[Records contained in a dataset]
┏━━
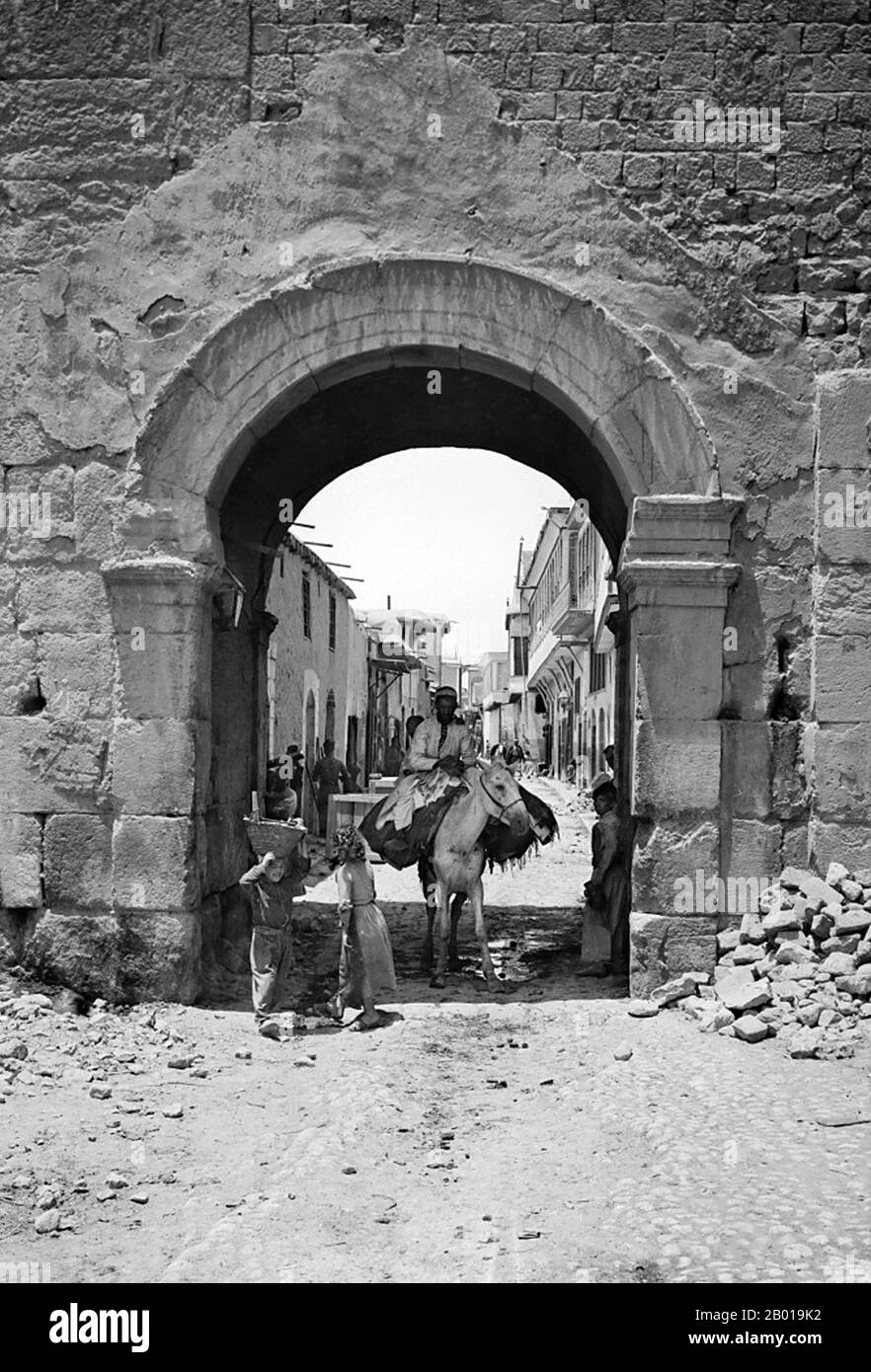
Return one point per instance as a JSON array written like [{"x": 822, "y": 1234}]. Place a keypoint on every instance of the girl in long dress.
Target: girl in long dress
[{"x": 366, "y": 960}]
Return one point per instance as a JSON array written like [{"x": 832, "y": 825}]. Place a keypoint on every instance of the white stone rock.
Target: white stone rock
[
  {"x": 675, "y": 989},
  {"x": 838, "y": 964},
  {"x": 748, "y": 953},
  {"x": 743, "y": 998},
  {"x": 751, "y": 1029},
  {"x": 852, "y": 919},
  {"x": 642, "y": 1009},
  {"x": 836, "y": 873}
]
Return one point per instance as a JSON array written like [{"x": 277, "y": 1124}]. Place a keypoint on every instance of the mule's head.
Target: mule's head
[{"x": 501, "y": 796}]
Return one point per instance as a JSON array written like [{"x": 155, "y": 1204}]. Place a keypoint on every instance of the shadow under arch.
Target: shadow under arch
[
  {"x": 627, "y": 424},
  {"x": 323, "y": 376}
]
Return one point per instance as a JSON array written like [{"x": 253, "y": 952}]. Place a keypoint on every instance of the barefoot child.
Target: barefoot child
[
  {"x": 272, "y": 883},
  {"x": 366, "y": 962},
  {"x": 608, "y": 886}
]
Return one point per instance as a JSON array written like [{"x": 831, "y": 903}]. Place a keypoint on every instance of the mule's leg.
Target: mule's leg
[
  {"x": 441, "y": 924},
  {"x": 476, "y": 896},
  {"x": 453, "y": 955},
  {"x": 427, "y": 879}
]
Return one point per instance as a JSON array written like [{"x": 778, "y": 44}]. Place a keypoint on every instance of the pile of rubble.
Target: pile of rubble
[
  {"x": 800, "y": 967},
  {"x": 42, "y": 1043}
]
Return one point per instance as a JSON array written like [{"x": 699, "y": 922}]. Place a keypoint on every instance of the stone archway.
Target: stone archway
[{"x": 376, "y": 357}]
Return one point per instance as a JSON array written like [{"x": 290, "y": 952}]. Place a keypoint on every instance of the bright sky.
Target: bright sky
[{"x": 436, "y": 530}]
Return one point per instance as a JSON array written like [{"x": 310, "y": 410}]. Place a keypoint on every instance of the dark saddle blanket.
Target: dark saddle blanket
[{"x": 405, "y": 847}]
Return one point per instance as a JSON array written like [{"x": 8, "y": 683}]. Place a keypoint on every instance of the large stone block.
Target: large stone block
[
  {"x": 843, "y": 514},
  {"x": 154, "y": 864},
  {"x": 122, "y": 957},
  {"x": 17, "y": 671},
  {"x": 676, "y": 766},
  {"x": 58, "y": 600},
  {"x": 842, "y": 771},
  {"x": 162, "y": 675},
  {"x": 21, "y": 862},
  {"x": 52, "y": 764},
  {"x": 78, "y": 861},
  {"x": 680, "y": 667},
  {"x": 667, "y": 857},
  {"x": 747, "y": 767},
  {"x": 842, "y": 600},
  {"x": 154, "y": 767},
  {"x": 77, "y": 674},
  {"x": 754, "y": 851},
  {"x": 843, "y": 415},
  {"x": 842, "y": 679},
  {"x": 849, "y": 844},
  {"x": 664, "y": 946}
]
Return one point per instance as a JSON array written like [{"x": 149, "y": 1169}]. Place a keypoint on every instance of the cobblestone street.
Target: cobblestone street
[{"x": 475, "y": 1139}]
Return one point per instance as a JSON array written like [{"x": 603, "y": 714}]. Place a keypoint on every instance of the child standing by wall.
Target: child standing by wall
[
  {"x": 608, "y": 889},
  {"x": 366, "y": 962},
  {"x": 272, "y": 883}
]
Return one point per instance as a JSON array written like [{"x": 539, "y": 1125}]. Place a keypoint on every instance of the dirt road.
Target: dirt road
[{"x": 475, "y": 1139}]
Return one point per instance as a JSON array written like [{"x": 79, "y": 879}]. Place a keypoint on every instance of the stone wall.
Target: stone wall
[
  {"x": 599, "y": 80},
  {"x": 162, "y": 359}
]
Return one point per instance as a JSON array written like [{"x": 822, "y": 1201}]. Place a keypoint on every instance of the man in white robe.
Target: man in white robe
[{"x": 439, "y": 752}]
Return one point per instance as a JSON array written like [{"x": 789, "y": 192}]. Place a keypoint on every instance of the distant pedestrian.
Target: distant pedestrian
[
  {"x": 515, "y": 756},
  {"x": 272, "y": 883},
  {"x": 366, "y": 960},
  {"x": 608, "y": 889},
  {"x": 331, "y": 777}
]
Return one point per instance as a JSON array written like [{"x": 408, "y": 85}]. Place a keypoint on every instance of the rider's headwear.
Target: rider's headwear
[{"x": 602, "y": 780}]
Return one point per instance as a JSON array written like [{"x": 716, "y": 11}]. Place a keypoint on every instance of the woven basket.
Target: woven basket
[{"x": 275, "y": 836}]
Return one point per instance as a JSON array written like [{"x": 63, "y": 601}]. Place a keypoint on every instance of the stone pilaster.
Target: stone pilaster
[{"x": 675, "y": 573}]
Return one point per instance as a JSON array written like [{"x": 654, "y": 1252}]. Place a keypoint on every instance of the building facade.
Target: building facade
[
  {"x": 564, "y": 602},
  {"x": 199, "y": 335},
  {"x": 494, "y": 668},
  {"x": 317, "y": 681}
]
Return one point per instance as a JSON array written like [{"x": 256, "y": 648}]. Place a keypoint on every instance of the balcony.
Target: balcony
[
  {"x": 494, "y": 699},
  {"x": 570, "y": 618}
]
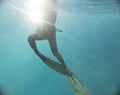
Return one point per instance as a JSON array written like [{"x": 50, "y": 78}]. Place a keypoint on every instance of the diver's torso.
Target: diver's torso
[{"x": 47, "y": 27}]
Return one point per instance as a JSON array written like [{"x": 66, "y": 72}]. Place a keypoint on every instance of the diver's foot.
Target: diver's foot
[{"x": 68, "y": 72}]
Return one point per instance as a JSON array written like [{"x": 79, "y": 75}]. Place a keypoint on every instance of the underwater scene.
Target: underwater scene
[{"x": 88, "y": 39}]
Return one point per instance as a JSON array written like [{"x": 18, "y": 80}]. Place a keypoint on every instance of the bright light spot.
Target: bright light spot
[{"x": 35, "y": 10}]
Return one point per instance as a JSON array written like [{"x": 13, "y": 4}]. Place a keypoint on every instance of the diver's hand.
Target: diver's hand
[{"x": 59, "y": 30}]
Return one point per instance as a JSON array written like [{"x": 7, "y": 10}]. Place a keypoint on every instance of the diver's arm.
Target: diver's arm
[{"x": 59, "y": 30}]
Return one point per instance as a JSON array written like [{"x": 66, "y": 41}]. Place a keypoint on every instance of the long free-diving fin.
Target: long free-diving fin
[{"x": 76, "y": 84}]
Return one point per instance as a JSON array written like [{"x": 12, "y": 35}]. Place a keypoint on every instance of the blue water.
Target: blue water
[{"x": 89, "y": 45}]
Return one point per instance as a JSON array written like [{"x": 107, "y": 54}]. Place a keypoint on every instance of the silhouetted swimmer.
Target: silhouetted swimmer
[{"x": 47, "y": 31}]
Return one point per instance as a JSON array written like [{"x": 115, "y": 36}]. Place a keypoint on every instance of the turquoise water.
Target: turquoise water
[{"x": 89, "y": 45}]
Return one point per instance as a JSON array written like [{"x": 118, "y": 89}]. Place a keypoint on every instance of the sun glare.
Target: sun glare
[{"x": 35, "y": 10}]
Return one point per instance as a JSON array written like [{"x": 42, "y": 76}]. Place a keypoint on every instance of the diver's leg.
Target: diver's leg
[
  {"x": 31, "y": 39},
  {"x": 53, "y": 46}
]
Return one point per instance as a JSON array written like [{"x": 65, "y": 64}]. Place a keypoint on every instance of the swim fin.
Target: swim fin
[{"x": 78, "y": 85}]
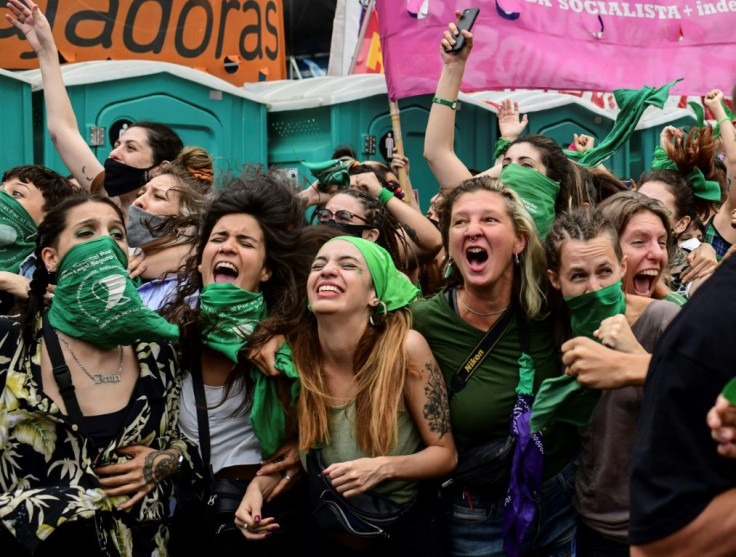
┗━━
• Work to complete
The result should be all the records, retyped exactly, with no pictures among them.

• Your solution
Return one point per instance as a JSON array written like [{"x": 822, "y": 1234}]. Place a keypoint on every instance of the girl in long dress.
Target: girl in long dress
[{"x": 366, "y": 960}]
Return one point per instance as a JSON array written like [{"x": 832, "y": 825}]. Place a keypoint on every instance of the white stone rock.
Target: white stone rock
[
  {"x": 675, "y": 989},
  {"x": 838, "y": 964},
  {"x": 748, "y": 953},
  {"x": 743, "y": 998},
  {"x": 751, "y": 1029},
  {"x": 852, "y": 919},
  {"x": 642, "y": 1009},
  {"x": 836, "y": 873}
]
Return one point per instance as a JSON array written like [{"x": 277, "y": 1124}]. Place a keypoint on every instance of the mule's head.
Target: mule's head
[{"x": 501, "y": 796}]
Return one point per instance as a JSON array written like [{"x": 155, "y": 1204}]. Place a keypoint on every instance of the shadow under arch.
Target: shadow under arch
[
  {"x": 627, "y": 424},
  {"x": 323, "y": 376}
]
Return one point per instance as a JSON array written like [{"x": 253, "y": 952}]. Place a keypoint on every instance of the barefoot child.
Target: barefoot child
[
  {"x": 272, "y": 883},
  {"x": 366, "y": 962},
  {"x": 608, "y": 886}
]
Return one point per instance as a JSON array written like [{"x": 831, "y": 903}]. Place a keypoint on every instance of the mule's leg.
Target: mule's leg
[
  {"x": 441, "y": 924},
  {"x": 476, "y": 896},
  {"x": 453, "y": 955},
  {"x": 427, "y": 879}
]
Return one point per instance as a JSON array written like [{"x": 778, "y": 44}]. Place a keypoint on every instance of the pile of rubble.
Target: pile of rubble
[
  {"x": 800, "y": 967},
  {"x": 42, "y": 1043}
]
Return one point per instance as a JSON array written like [{"x": 699, "y": 922}]. Place a keypoint on every instance of the stone archway.
Target: stone archway
[{"x": 376, "y": 357}]
Return one point per instance as a JSON array written like [{"x": 290, "y": 952}]. Place a keypoint on every instance of the bright sky.
Target: bright sky
[{"x": 436, "y": 530}]
Return one point per instance as a JSON array written like [{"x": 310, "y": 410}]. Place a keypoint on every instance of the dark saddle blanket.
Target: dark saddle blanket
[{"x": 405, "y": 847}]
Return one point per instance as a JSON array written like [{"x": 8, "y": 683}]. Place a keypoint on every instance of the large stone block.
Target: large stone block
[
  {"x": 843, "y": 514},
  {"x": 154, "y": 864},
  {"x": 122, "y": 957},
  {"x": 17, "y": 671},
  {"x": 676, "y": 766},
  {"x": 58, "y": 600},
  {"x": 842, "y": 771},
  {"x": 162, "y": 675},
  {"x": 21, "y": 862},
  {"x": 52, "y": 764},
  {"x": 78, "y": 861},
  {"x": 680, "y": 667},
  {"x": 667, "y": 857},
  {"x": 747, "y": 767},
  {"x": 842, "y": 600},
  {"x": 154, "y": 767},
  {"x": 77, "y": 674},
  {"x": 754, "y": 851},
  {"x": 843, "y": 415},
  {"x": 842, "y": 679},
  {"x": 849, "y": 844},
  {"x": 664, "y": 946}
]
Return one point per instance as a JSON array written like [{"x": 149, "y": 1169}]. Place a keypoint on every instance of the cobblestone street.
Target: cobblestone street
[{"x": 475, "y": 1139}]
Return one point per instance as a JSON array written like [{"x": 603, "y": 714}]. Place a keypoint on every instance of the child standing by wall.
Target: child standing by wall
[
  {"x": 608, "y": 889},
  {"x": 366, "y": 962},
  {"x": 272, "y": 883}
]
Return one point per instance as a JSON array written like [{"x": 539, "y": 1125}]. Place a keypoint on every instance of the dirt road.
Target: dirt road
[{"x": 475, "y": 1139}]
Return one point per instance as a JSON array written like [{"x": 79, "y": 879}]. Place a keypoint on every instance of the stone wall.
Target: stone wall
[
  {"x": 599, "y": 80},
  {"x": 162, "y": 359}
]
Return one point per instance as a JSON array written like [{"x": 822, "y": 1201}]. Place a keypoint on every instance of the man in white robe.
Target: man in white robe
[{"x": 439, "y": 752}]
Return one point per instance as a JSON array written like [{"x": 789, "y": 192}]. Place a keypoint on every instance of the distant pedestrian.
Target: distant pedestrian
[
  {"x": 515, "y": 756},
  {"x": 272, "y": 883},
  {"x": 366, "y": 960},
  {"x": 608, "y": 889},
  {"x": 331, "y": 777}
]
Return one point per instance as a JSON array written like [{"x": 408, "y": 85}]. Place a keypoint on every instance of the rider's headwear.
Target: rider's headwear
[{"x": 602, "y": 780}]
Return one point per instance as a JSON array written like [{"x": 716, "y": 11}]. Place a keypoint on every instance of the woven basket.
Target: woven basket
[{"x": 275, "y": 836}]
Return one point per instance as a JSON array written like [{"x": 63, "y": 601}]. Place a keypoint on every instance of the stone pilaster.
Target: stone pilaster
[{"x": 675, "y": 573}]
Return one point per instance as a JSON array written like [{"x": 654, "y": 1252}]. Place a keypoint on every instance of the building facade.
Target: building facade
[
  {"x": 564, "y": 602},
  {"x": 199, "y": 335},
  {"x": 494, "y": 668},
  {"x": 317, "y": 681}
]
Return one point per instance as a JSON array written like [{"x": 256, "y": 648}]. Place a keypoint on every instance of the balcony.
Target: balcony
[
  {"x": 494, "y": 699},
  {"x": 570, "y": 618}
]
Return one point per instance as a JSON array written like [{"x": 50, "y": 78}]. Place a keypoint on every instance of the diver's torso.
Target: diver's torso
[{"x": 47, "y": 27}]
Return one point per instance as a JSON array written like [{"x": 66, "y": 72}]. Place a keypoint on every instance of the diver's foot.
Target: diver's foot
[{"x": 68, "y": 72}]
Return one point per instance as a JSON array written like [{"x": 79, "y": 75}]. Place a keypoint on every instance of the underwater scene.
Target: underwater scene
[{"x": 88, "y": 39}]
Return one point per instance as a JSON array written like [{"x": 18, "y": 80}]. Place a keypoint on every instance of the bright light spot.
Target: bright light spot
[{"x": 35, "y": 10}]
Return one point per instance as a JSON array written like [{"x": 13, "y": 4}]. Place a keypoint on every instance of the diver's hand.
Target: diver's hand
[{"x": 59, "y": 30}]
Return one point per instance as a JSON array written like [{"x": 7, "y": 10}]. Place a keypoint on every instance of the diver's arm.
Target: diver's arm
[{"x": 59, "y": 30}]
Return one point per instance as a JSON array written like [{"x": 66, "y": 41}]. Place a keypoint on every instance of the long free-diving fin.
Target: long free-diving fin
[{"x": 76, "y": 84}]
Return one point per instance as a JSON array written like [{"x": 12, "y": 35}]. Place a keypoint on every instance of the blue water.
Target: blue water
[{"x": 89, "y": 45}]
Return one point per instance as a JSON array written like [{"x": 107, "y": 54}]. Place a keypoint on every instance of the silhouetted swimmer.
Target: silhouetted swimmer
[{"x": 47, "y": 31}]
Return one point per instance as a JSON array written like [{"x": 115, "y": 36}]. Place a keypoint on every instance of the turquoise water.
Target: turquoise water
[{"x": 89, "y": 45}]
Return one point per instance as a JSON array written like [{"x": 118, "y": 89}]. Place a keypoint on every instance of the sun glare.
Target: sun glare
[{"x": 35, "y": 10}]
Return one point per instance as a JSON array written like [{"x": 42, "y": 76}]. Place a keypoint on every instance of the diver's leg.
Target: diver's leg
[
  {"x": 31, "y": 39},
  {"x": 53, "y": 46}
]
Return one point per instance as a JSON array written like [{"x": 65, "y": 64}]. Place a keypoint on every instance of the swim fin.
Target: swim fin
[{"x": 78, "y": 85}]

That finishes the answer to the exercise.